● Work to complete
a - In the svyset forum thread, in what setting does Steve say hypothesis testing makes sense?
b - Carry on the svyset forum thread from the point where it stops.

● Page extract

= = = = =

|
[Date Prev][Date Next][Thread Prev][Thread Next][Date Index][Thread Index]
Re: st: Question about svyset command
--
Michael, I would say that if you intend to present p-values or to
state whether coefficients are "statistically significant", you are
shifting to a super-population point of view. Recall my paraphrase
from Cochran, that in a finite population, null hypotheses are
always false (except by rare chance; the difference in two
proportions is always non-zero; odds ratios are always different from
1. Thus every null hypothesis is rejected a priori. Hypothesis
testing makes sense only in the super-population setting.
I admit there is a gray area: how do you choose a good model, even
for descriptive purposes, without testing hypotheses about what
should and should not be in the model? My own take is that only
large effects should be in a descriptive model, so that what to
include will usually be clear. If a model is used for descriptive
purposes, whether small effects ( e.g. factors with odds ratios of
1.1) are in or out shouldn't matter much.
-Steve
On Feb 19, 2009, at 3:43 PM, Michael I. Lichter wrote:
I agree with Stas about the vital importance of defining the target
population.
Steven, however, is making me more confused about the difference
between inferences about finite populations vs. those about
superpopulations. I'll use my own study as an example.
I'm analyzing results from a survey of physicians regarding health
information technology (HIT) adoption. The survey was stratified
and a couple of the strata had large sampling fractions (like 1/3
and 1/8). My target population is all primary care physicians
delivering patient care during a specific interval in time--and the
interval in time is meaningful, because I expect HIT adoption
levels to be different (higher) today than they were back when the
data were collected. The target population and the (list) frame
population are undoubtedly different for a variety of reasons,
including the inherent near-impossibility of maintaining a complete
and accurate list of any large population. Still, I think I'm
interested in a finite population of actual physicians practicing
at a specific point in time, not a theoretical, infinite
superpopulation. Am I right?
I want to know about (a) current adoption rates by stratum
(estimating proportion & variance), (b) differences in adoption
rates across strata at this particular point in time (e.g., using
chi-square), (c) the general relationship between various
predictors (or covariates) and adoption (e.g., using logistic
regression). Are the first two finite population objectives and the
last a superpopulation-related objective, so that variances should
be estimated one way for the first two and a different way for the
third?
Thanks.
Michael
Steven Samuels wrote:
--
Thomas could generalize to the entire US in 2005. According to
http://www.icpsr.umich.edu/cocoon/NACJD/STUDY/23862.xml he is
omitting from his data 45 strata that covered the rest of the
country.
I actually agree with Stas. I do think that there are uses for
regression and comparisons with fpc's in descriptive studies. I
once analyzed Behavioral Risk Factor Surveillance System (BRFSS)

= = = = =

● Raw data
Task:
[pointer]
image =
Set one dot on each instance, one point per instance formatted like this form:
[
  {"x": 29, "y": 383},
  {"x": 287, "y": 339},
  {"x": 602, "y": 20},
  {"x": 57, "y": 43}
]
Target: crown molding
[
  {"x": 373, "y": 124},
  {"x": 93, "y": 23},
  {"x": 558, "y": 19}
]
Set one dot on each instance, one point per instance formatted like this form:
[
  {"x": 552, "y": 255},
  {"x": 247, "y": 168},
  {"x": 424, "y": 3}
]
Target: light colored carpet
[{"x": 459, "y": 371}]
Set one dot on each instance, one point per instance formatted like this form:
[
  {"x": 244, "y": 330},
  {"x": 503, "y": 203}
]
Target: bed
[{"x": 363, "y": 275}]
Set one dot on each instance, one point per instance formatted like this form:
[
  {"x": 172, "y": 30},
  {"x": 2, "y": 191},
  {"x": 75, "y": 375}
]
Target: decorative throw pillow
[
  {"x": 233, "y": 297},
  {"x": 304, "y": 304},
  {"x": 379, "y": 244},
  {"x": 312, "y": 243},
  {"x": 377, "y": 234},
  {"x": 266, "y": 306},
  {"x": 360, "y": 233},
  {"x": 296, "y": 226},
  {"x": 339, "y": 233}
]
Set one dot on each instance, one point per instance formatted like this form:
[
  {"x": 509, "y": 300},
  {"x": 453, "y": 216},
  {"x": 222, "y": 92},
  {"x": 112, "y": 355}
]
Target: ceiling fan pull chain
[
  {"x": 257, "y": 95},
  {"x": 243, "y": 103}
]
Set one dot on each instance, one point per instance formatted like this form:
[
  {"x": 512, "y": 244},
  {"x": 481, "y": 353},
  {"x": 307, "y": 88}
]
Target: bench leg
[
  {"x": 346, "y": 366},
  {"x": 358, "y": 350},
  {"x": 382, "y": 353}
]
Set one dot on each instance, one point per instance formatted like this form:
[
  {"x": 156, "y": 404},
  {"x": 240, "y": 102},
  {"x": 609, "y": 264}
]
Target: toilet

= = = = =

● Outputs by task
a - Only in the super-population setting.

b -
data in California, and characterized historical changes smoking
prevalence with a regression line. It fit pretty well.
I also would favor logistic regression and log-linear modeling as
smoothing techniques to economically describe a population.
Confidence intervals (with fpc's) for differences between two
proportions can also be informative; one might want to know "How
different were the proportions in that population at that time?".
In my experience, though, most investigators who do regressions do
not intend their analyses to be descriptive only. Until Thomas
tells us the purpose of his study, we will not really know what to
advise.
-Steve
On Feb 19, 2009, at 1:24 PM, Stas Kolenikov wrote:
Adding to the previous comments:
In all likelihood, your results are only generalizable to those most
populous counties, as they are probably large metropolitan areas.
You
would need to think very carefully about what the population is to
which the results are generalizable. Your superpopulation, if you
can
think of one, would be all potential trials in these and similar
large
counties. I would imagine that in a 3000 people county in Idaho,
people won't be suing each other as furiously as somewhere in New
Jersey or California, as there is plenty of land to live on... but
that's something for you to clarify.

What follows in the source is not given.